__Given instruction__
Convert these records into a two-column CSV with the headers "request" and "answer", one row per record. Put each record's text and its answer in a single quoted field, replacing line breaks with spaces.
━━ Record set
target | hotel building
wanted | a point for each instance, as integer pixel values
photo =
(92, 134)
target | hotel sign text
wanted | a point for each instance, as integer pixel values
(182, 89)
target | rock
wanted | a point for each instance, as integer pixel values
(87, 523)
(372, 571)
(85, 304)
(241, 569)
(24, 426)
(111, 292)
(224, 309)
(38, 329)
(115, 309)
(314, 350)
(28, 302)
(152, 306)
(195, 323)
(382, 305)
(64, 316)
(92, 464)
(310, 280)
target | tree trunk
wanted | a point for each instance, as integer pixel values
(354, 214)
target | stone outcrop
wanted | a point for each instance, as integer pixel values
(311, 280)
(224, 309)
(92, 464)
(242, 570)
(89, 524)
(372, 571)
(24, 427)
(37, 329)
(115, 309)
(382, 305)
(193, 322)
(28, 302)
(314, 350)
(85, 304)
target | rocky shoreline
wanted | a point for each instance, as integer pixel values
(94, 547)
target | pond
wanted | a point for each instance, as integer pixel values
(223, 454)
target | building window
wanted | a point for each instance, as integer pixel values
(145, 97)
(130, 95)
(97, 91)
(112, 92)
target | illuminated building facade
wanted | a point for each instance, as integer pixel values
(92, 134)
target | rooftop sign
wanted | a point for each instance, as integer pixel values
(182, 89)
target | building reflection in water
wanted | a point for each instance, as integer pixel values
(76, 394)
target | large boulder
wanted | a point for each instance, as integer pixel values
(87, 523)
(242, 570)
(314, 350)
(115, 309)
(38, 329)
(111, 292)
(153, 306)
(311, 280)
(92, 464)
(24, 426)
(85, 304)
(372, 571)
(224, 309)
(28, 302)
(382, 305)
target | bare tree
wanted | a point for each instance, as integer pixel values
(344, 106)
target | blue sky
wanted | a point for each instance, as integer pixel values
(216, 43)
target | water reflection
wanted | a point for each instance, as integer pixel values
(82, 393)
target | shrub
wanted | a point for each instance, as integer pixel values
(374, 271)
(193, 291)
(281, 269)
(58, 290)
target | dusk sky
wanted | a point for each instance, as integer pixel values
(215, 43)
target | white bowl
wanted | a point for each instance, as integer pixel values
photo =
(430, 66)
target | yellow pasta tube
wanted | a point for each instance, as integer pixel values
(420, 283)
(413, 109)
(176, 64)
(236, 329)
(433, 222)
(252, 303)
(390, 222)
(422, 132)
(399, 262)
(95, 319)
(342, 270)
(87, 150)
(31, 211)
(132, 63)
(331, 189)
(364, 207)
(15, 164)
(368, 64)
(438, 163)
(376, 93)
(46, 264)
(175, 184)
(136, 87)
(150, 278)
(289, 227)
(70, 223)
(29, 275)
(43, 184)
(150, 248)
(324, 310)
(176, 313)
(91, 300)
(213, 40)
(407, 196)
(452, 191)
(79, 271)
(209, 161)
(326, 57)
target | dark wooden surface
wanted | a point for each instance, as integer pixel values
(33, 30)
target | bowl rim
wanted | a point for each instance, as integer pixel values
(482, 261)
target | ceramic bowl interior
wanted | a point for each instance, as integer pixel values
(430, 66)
━━━━
__Solution to this problem__
request,answer
"target | hotel building wanted | a point for each instance, as integer pixel values photo =","(92, 134)"
"target | hotel sign text wanted | a point for each instance, as integer pixel values","(182, 89)"
"target | rock wanted | a point for each instance, as integer pixel values","(87, 523) (372, 571) (85, 304) (241, 569) (24, 426) (111, 292) (224, 309) (38, 329) (115, 309) (314, 350) (28, 302) (152, 306) (195, 323) (382, 305) (64, 316) (92, 464) (310, 280)"
"target | tree trunk wanted | a point for each instance, as integer pixel values","(354, 214)"
"target | stone outcrop wanted | a point for each instance, as integer pixel values","(311, 280) (224, 309) (92, 464) (242, 570) (89, 524) (372, 571) (24, 427) (37, 329) (115, 309) (382, 305) (193, 322) (28, 302) (314, 350) (85, 304)"
"target | rocky shoreline wanted | a point for each instance, as integer pixel values","(94, 547)"
"target | pond wanted | a point for each instance, as integer pixel values","(223, 454)"
"target | building window wanted | a point for each instance, as integer pixel values","(145, 97) (130, 95) (97, 91) (112, 92)"
"target | illuminated building facade wanted | a point for each instance, as integer pixel values","(92, 134)"
"target | rooftop sign wanted | a point for each instance, as integer pixel values","(182, 89)"
"target | building reflection in water wanted | a point for each instance, as integer pixel values","(76, 394)"
"target | large boulder wanted | a point for each instance, as integer pixel values","(87, 523) (242, 570) (314, 350) (115, 309) (38, 329) (111, 292) (153, 306) (311, 280) (92, 464) (24, 426) (85, 304) (372, 571) (224, 309) (28, 302) (382, 305)"
"target | bare tree wanted | a point for each instance, as integer pixel values","(344, 106)"
"target | blue sky wanted | a point for each instance, as integer pixel values","(216, 43)"
"target | water reflection wanted | a point for each instance, as integer pixel values","(82, 393)"
"target | shrub wanted | a point for each instance, as integer pixel values","(374, 271) (193, 291) (281, 269) (58, 290)"
"target | dusk sky wanted | a point for each instance, as integer pixel values","(215, 43)"
"target | white bowl wanted | a point for each instance, as integer pixel values photo =","(430, 66)"
"target | yellow pasta tube wanted | a point for each instance, as integer pixel values","(420, 283) (413, 109) (176, 64) (236, 329) (433, 222) (252, 303) (390, 222) (422, 132) (399, 262) (95, 319) (342, 270) (87, 150) (31, 211) (132, 63) (331, 189) (364, 207) (15, 164) (368, 64) (438, 163) (376, 93) (46, 264) (175, 184) (136, 87) (150, 278) (289, 227) (70, 223) (29, 275) (43, 184) (150, 248) (324, 310) (176, 313) (91, 300) (213, 40) (407, 196) (452, 191) (79, 271) (209, 161) (326, 57)"
"target | dark wooden surface wanted | a point for each instance, as integer pixel values","(33, 30)"
"target | bowl rim wanted | a point for each instance, as integer pixel values","(482, 261)"
"target | ceramic bowl interior wanted | a point for each instance, as integer pixel values","(430, 66)"